Write out the records from the line containing "query: rusty tractor body" through the line containing "(0, 298), (1275, 952)", requests included, adding 23 to every coordinate in the answers.

***** RECORDS FOR THIS TASK

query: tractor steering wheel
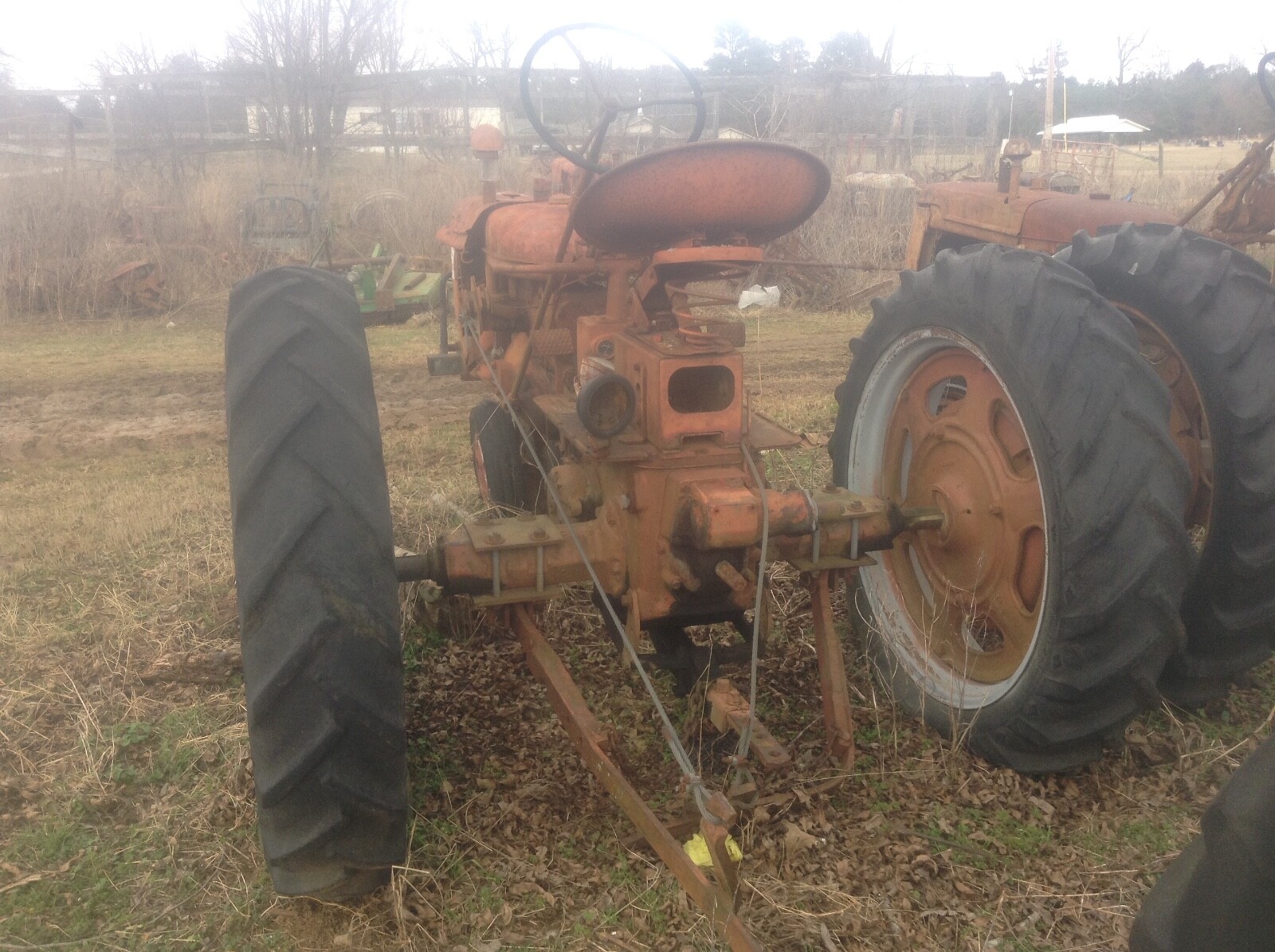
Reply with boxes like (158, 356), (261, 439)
(1257, 53), (1275, 112)
(519, 23), (708, 174)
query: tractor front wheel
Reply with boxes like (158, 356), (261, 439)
(226, 268), (408, 899)
(830, 245), (1192, 772)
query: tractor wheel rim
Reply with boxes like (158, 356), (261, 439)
(1114, 302), (1214, 552)
(848, 327), (1048, 708)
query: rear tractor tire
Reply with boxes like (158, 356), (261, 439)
(829, 245), (1192, 774)
(1058, 225), (1275, 706)
(226, 268), (408, 899)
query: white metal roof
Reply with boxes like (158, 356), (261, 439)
(1037, 116), (1151, 135)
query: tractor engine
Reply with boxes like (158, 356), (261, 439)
(426, 127), (905, 668)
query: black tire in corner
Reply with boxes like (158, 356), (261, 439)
(1058, 225), (1275, 706)
(829, 245), (1192, 774)
(226, 268), (408, 899)
(469, 398), (534, 511)
(1128, 738), (1275, 952)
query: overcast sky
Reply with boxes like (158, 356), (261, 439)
(0, 0), (1275, 88)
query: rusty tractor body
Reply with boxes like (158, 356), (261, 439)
(227, 31), (1275, 950)
(904, 55), (1275, 270)
(428, 130), (887, 640)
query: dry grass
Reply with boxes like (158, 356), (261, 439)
(0, 298), (1275, 952)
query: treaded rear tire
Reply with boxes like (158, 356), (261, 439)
(1058, 225), (1275, 706)
(1128, 738), (1275, 952)
(829, 245), (1192, 774)
(226, 268), (408, 899)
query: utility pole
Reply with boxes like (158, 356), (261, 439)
(1041, 40), (1058, 172)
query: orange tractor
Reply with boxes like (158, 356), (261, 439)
(219, 27), (1275, 950)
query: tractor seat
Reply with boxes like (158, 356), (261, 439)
(575, 140), (831, 255)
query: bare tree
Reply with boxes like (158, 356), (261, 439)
(1116, 30), (1146, 112)
(230, 0), (403, 170)
(441, 21), (516, 69)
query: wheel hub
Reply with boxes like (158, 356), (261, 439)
(884, 347), (1046, 683)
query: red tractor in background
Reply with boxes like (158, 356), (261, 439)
(227, 25), (1275, 950)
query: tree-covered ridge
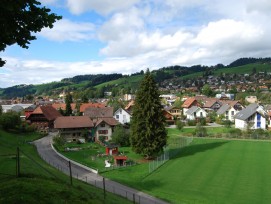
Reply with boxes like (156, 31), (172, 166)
(0, 58), (271, 98)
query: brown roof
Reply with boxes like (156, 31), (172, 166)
(80, 103), (106, 113)
(28, 105), (62, 121)
(54, 116), (94, 128)
(52, 103), (76, 110)
(84, 107), (113, 118)
(182, 97), (196, 108)
(203, 98), (219, 108)
(124, 100), (135, 110)
(95, 117), (119, 127)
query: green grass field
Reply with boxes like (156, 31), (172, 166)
(0, 130), (130, 204)
(104, 138), (271, 204)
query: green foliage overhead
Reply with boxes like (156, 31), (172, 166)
(0, 0), (61, 67)
(131, 70), (167, 158)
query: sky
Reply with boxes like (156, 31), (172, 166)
(0, 0), (271, 88)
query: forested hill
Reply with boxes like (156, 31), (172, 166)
(0, 58), (271, 99)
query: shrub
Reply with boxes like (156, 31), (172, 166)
(176, 120), (184, 130)
(194, 123), (207, 137)
(53, 136), (65, 147)
(187, 120), (197, 126)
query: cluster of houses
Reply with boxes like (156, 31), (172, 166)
(164, 96), (271, 130)
(2, 94), (271, 141)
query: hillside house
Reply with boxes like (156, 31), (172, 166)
(54, 116), (94, 141)
(182, 97), (201, 115)
(185, 106), (207, 120)
(202, 98), (222, 112)
(163, 109), (175, 125)
(26, 105), (62, 130)
(216, 104), (239, 122)
(83, 107), (113, 120)
(113, 108), (132, 124)
(165, 106), (182, 119)
(94, 117), (119, 141)
(234, 103), (267, 130)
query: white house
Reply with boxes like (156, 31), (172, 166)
(113, 108), (132, 124)
(216, 104), (239, 122)
(95, 118), (118, 141)
(234, 103), (267, 129)
(186, 106), (207, 120)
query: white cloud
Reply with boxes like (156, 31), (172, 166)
(39, 19), (95, 42)
(67, 0), (139, 15)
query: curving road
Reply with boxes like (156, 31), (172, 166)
(34, 133), (167, 204)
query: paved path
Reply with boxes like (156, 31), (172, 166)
(34, 134), (167, 204)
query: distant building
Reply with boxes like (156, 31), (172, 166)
(245, 96), (258, 103)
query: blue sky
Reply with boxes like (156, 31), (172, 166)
(0, 0), (271, 88)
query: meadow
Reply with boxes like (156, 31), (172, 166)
(0, 130), (131, 204)
(103, 132), (271, 204)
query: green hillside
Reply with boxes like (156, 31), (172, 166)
(0, 58), (271, 98)
(0, 130), (130, 204)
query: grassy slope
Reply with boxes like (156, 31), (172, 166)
(0, 130), (130, 203)
(101, 133), (271, 203)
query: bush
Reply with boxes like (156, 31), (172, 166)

**********

### ANSWER IN FULL
query: rusty tractor body
Reply with boxes like (158, 356), (261, 439)
(250, 54), (1298, 973)
(927, 78), (1298, 293)
(451, 153), (910, 663)
query: dry grass
Reply with boxes like (158, 356), (261, 439)
(23, 321), (1298, 975)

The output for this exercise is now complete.